Stored data entries
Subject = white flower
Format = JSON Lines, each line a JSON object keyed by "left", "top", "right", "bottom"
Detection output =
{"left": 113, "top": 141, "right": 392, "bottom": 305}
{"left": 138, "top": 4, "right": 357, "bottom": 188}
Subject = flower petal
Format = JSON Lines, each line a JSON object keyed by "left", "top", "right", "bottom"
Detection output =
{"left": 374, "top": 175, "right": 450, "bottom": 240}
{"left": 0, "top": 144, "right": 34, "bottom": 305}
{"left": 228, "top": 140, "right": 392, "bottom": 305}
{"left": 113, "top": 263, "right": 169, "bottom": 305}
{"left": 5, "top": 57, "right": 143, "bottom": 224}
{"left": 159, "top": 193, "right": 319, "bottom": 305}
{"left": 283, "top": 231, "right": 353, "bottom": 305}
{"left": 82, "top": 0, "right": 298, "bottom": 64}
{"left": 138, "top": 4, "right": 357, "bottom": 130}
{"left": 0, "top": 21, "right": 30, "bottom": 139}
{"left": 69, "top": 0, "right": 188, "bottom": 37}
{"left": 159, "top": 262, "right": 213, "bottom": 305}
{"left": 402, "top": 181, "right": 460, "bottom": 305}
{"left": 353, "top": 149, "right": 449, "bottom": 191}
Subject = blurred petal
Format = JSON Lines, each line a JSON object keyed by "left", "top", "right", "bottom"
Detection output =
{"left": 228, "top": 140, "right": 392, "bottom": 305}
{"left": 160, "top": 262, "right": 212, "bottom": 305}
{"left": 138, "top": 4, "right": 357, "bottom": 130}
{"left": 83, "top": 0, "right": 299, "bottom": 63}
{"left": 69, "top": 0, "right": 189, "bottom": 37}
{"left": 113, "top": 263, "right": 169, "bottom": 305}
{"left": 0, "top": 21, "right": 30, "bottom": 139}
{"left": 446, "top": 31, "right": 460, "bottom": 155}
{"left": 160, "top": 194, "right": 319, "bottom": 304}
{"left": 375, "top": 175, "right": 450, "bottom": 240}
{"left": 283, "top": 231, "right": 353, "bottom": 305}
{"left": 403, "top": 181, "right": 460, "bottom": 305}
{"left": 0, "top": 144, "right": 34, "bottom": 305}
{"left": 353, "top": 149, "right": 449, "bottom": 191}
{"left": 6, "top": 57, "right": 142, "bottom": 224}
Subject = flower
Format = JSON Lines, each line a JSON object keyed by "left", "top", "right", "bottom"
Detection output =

TASK INSTRUCTIONS: State how many lines of the data contain the word "petal". Nothing besides the number belongs in the reply.

RESULT OF THIS EXERCISE: 2